__Description of the task__
Every line below should be given again without alteration.

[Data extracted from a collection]

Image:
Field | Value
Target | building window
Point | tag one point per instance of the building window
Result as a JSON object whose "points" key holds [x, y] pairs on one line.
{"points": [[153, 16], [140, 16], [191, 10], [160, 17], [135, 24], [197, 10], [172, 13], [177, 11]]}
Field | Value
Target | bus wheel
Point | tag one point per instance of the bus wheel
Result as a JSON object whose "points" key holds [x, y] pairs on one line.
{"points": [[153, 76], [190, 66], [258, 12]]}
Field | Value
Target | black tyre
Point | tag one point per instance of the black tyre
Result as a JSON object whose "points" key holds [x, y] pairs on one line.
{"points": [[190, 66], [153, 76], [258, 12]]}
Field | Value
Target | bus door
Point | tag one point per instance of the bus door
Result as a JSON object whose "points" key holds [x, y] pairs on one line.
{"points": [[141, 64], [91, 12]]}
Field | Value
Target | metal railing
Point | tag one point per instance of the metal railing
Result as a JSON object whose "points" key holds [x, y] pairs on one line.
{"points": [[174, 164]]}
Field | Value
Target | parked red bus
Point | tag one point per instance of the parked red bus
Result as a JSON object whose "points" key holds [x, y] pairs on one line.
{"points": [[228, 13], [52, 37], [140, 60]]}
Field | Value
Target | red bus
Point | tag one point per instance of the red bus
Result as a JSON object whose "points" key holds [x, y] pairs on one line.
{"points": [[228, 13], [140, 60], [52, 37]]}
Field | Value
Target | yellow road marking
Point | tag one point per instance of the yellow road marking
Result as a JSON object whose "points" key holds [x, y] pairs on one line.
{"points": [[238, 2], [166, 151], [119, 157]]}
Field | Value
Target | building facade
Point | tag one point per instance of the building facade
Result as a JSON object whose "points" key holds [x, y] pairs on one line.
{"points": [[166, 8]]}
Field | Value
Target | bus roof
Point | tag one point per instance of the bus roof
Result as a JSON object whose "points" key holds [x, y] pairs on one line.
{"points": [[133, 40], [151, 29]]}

__Answer__
Image:
Field | Value
Target | building window
Point | tag one point per instance of the building window
Result as a JSON object whose "points" key holds [x, y] pairs on one line.
{"points": [[153, 16], [140, 16], [191, 10], [160, 17], [135, 24], [197, 10], [172, 13], [177, 11]]}
Field | Value
Target | bus wheel
Point | tag one point per instance of the bus wheel
Result as a JSON object whose "points" key holds [x, y] pairs on one line.
{"points": [[153, 76], [190, 66], [258, 12]]}
Field | Value
Target | black tyre
Point | tag one point per instance of the black tyre
Result as a JSON object whose "points" key holds [x, y] pairs on one line.
{"points": [[190, 66], [153, 76], [258, 12]]}
Field | Value
Target | bus door
Point | tag one point per instance of the bus door
Result as a JSON object whose "points" key holds [x, y] pairs on one line.
{"points": [[141, 64], [91, 12]]}
Field | Value
Target | metal railing
Point | tag one point per instance of the metal railing
Result as a JSON object whose "points" key holds [x, y] pairs on one line.
{"points": [[174, 164]]}
Field | Value
Target | parked red bus
Point | tag one point per instance of the parked red bus
Result as a JSON object whose "points" key holds [x, y] pairs on one line.
{"points": [[228, 13], [52, 37], [140, 60]]}
Field | Value
Target | red bus
Point | tag one point per instance of the red bus
Result as a JSON object whose "points" key holds [x, y] pairs on one line.
{"points": [[228, 13], [140, 60], [52, 37]]}
Field | Value
Target | yellow road marking
Point | tag one point per instance of the yellow road marking
Result as a JSON object whose "points" key holds [x, y] pairs on one line.
{"points": [[238, 2], [166, 151], [119, 157]]}
Field | Value
Target | building facade
Point | tag one point per instance of the building facade
Result as a JSON object whose "points" key holds [x, y] pairs on one line.
{"points": [[166, 8]]}
Field | Value
Target | bus roof
Point | tag one point per instance of the bus roof
Result as a JSON object whose "points" key holds [x, y] pairs on one line.
{"points": [[133, 40], [151, 29]]}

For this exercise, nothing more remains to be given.